- _Work instruction_
Retype, word for word, the line holding "A point falls on each instance of the gray tiled" and each line after it down to the end of the data; pictures are not copied.

- _Records shown_
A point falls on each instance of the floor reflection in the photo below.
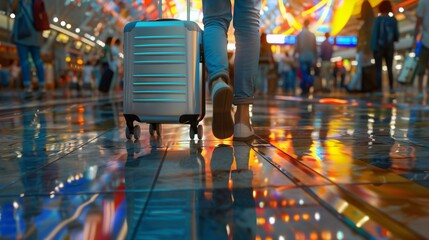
(319, 168)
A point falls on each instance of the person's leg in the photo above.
(378, 67)
(246, 24)
(38, 62)
(25, 65)
(217, 17)
(388, 57)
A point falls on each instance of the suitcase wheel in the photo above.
(196, 130)
(200, 132)
(137, 132)
(155, 127)
(127, 133)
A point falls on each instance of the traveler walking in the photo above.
(384, 33)
(422, 25)
(286, 73)
(28, 41)
(326, 52)
(306, 49)
(363, 47)
(266, 61)
(108, 66)
(217, 17)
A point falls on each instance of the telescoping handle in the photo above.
(188, 9)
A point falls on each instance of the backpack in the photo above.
(41, 19)
(387, 33)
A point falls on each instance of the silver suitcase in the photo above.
(163, 75)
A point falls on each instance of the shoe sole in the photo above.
(244, 139)
(222, 125)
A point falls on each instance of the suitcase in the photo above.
(163, 75)
(369, 79)
(408, 72)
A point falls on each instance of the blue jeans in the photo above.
(217, 17)
(23, 52)
(307, 78)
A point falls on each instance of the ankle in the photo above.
(242, 115)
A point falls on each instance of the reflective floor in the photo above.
(333, 166)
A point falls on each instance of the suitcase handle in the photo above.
(188, 9)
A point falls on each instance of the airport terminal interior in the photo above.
(328, 165)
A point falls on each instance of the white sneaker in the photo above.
(242, 132)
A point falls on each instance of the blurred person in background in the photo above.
(422, 25)
(15, 75)
(363, 47)
(28, 43)
(326, 52)
(266, 61)
(286, 73)
(245, 16)
(108, 67)
(306, 51)
(88, 76)
(385, 33)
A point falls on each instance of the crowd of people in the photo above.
(255, 72)
(311, 64)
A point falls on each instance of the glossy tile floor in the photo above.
(335, 166)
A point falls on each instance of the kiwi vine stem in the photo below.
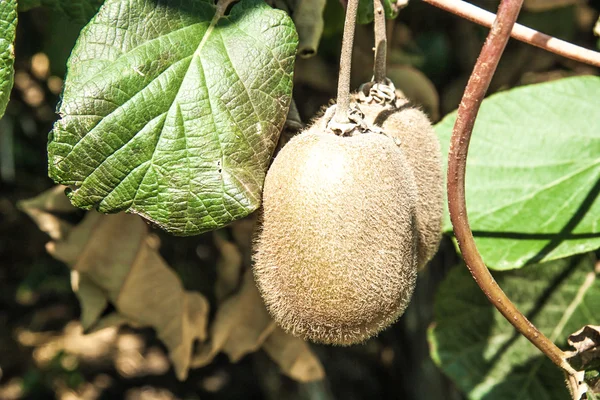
(380, 42)
(520, 32)
(475, 91)
(343, 95)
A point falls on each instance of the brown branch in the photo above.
(520, 32)
(380, 42)
(343, 95)
(457, 159)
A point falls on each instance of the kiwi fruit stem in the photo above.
(379, 65)
(343, 95)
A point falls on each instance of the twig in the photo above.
(520, 32)
(380, 42)
(457, 158)
(343, 96)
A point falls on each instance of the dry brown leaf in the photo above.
(241, 325)
(92, 299)
(294, 357)
(116, 261)
(42, 207)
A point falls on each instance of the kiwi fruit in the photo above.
(416, 137)
(335, 255)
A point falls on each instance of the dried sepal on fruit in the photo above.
(414, 134)
(335, 258)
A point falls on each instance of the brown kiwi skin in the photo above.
(335, 257)
(420, 145)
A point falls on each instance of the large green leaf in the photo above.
(8, 28)
(77, 10)
(533, 172)
(173, 114)
(481, 351)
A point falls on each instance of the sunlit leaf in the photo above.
(8, 28)
(533, 172)
(482, 352)
(172, 112)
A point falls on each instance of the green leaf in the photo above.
(8, 28)
(173, 114)
(77, 10)
(481, 351)
(533, 173)
(366, 10)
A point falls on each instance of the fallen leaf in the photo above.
(41, 208)
(294, 356)
(241, 325)
(115, 261)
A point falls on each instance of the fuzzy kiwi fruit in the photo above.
(417, 138)
(335, 257)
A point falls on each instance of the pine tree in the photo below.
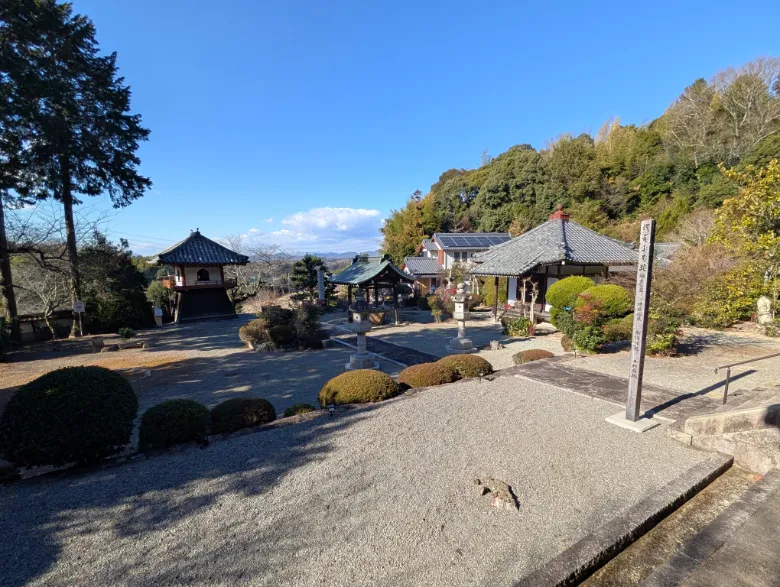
(78, 111)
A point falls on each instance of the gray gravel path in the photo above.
(376, 496)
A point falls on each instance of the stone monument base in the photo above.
(361, 361)
(461, 346)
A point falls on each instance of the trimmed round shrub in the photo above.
(173, 422)
(358, 387)
(281, 335)
(427, 375)
(254, 331)
(531, 355)
(563, 293)
(298, 409)
(611, 301)
(467, 365)
(616, 330)
(71, 415)
(241, 412)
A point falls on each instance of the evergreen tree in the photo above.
(77, 109)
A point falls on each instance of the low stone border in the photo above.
(582, 559)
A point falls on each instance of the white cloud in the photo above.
(326, 230)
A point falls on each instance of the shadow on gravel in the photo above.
(106, 514)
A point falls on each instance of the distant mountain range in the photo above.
(346, 255)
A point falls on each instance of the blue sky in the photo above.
(305, 123)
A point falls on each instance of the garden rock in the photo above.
(502, 496)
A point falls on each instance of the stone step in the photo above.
(755, 450)
(739, 547)
(752, 415)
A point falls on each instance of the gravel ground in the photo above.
(377, 496)
(694, 370)
(429, 337)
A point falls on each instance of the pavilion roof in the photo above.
(196, 249)
(365, 270)
(555, 241)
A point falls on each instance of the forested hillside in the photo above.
(667, 169)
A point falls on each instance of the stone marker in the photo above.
(461, 344)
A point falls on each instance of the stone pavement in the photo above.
(740, 547)
(656, 401)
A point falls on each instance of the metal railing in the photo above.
(728, 371)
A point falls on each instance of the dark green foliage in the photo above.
(71, 415)
(174, 422)
(607, 301)
(126, 332)
(531, 355)
(520, 326)
(467, 365)
(298, 409)
(281, 335)
(304, 278)
(588, 338)
(563, 294)
(427, 375)
(241, 412)
(616, 330)
(113, 288)
(357, 387)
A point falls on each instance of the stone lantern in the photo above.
(362, 359)
(461, 344)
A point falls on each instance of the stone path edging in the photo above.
(580, 560)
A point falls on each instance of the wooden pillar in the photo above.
(495, 297)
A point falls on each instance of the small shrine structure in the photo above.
(199, 277)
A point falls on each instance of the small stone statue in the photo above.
(764, 307)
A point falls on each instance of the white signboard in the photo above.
(644, 276)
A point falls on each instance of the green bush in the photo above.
(241, 412)
(563, 320)
(427, 375)
(276, 316)
(609, 300)
(520, 326)
(71, 415)
(531, 355)
(173, 422)
(254, 332)
(281, 335)
(616, 330)
(126, 332)
(563, 294)
(305, 321)
(357, 387)
(298, 409)
(467, 365)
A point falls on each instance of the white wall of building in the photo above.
(191, 274)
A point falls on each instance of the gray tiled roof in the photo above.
(365, 269)
(429, 245)
(422, 266)
(552, 242)
(196, 249)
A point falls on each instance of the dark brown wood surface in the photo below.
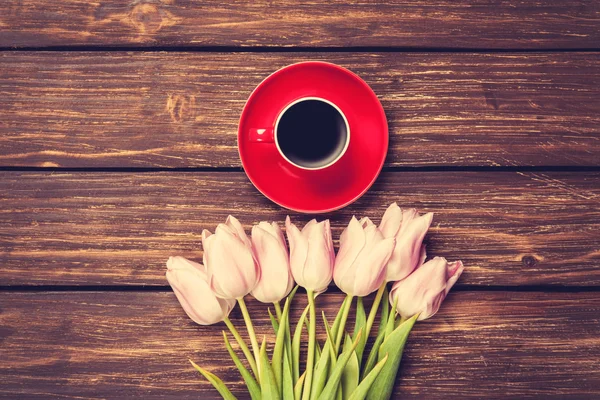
(449, 24)
(118, 128)
(75, 228)
(162, 110)
(136, 345)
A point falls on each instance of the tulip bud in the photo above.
(190, 284)
(312, 255)
(360, 264)
(409, 229)
(273, 259)
(425, 289)
(229, 259)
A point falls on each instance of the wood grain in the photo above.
(182, 109)
(119, 228)
(448, 24)
(136, 345)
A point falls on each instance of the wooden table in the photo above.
(118, 146)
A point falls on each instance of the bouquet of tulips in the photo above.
(369, 257)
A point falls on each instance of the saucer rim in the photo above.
(382, 116)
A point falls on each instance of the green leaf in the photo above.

- _Reply_
A point falls on each instance of the gray tiled roof in the photo above.
(365, 269)
(429, 245)
(422, 266)
(552, 242)
(196, 249)
A point falls on each instance of the dark brown wood surface in the photo below.
(449, 24)
(118, 128)
(75, 228)
(162, 110)
(136, 345)
A point falls on each instance of the tulip bud in the photo above.
(190, 284)
(312, 255)
(360, 264)
(409, 229)
(273, 259)
(425, 289)
(229, 259)
A point falls on each instance of the wood grain in the photo above.
(182, 109)
(119, 228)
(448, 24)
(136, 345)
A point falls on each instance of the wooden table in the photo above.
(118, 146)
A point falls on each instance of the bouquet of tulips in the photo above.
(369, 257)
A point falls on each instance of the saucer rim in the photo above.
(382, 116)
A point falls on each instance of the green leaf in the photo above.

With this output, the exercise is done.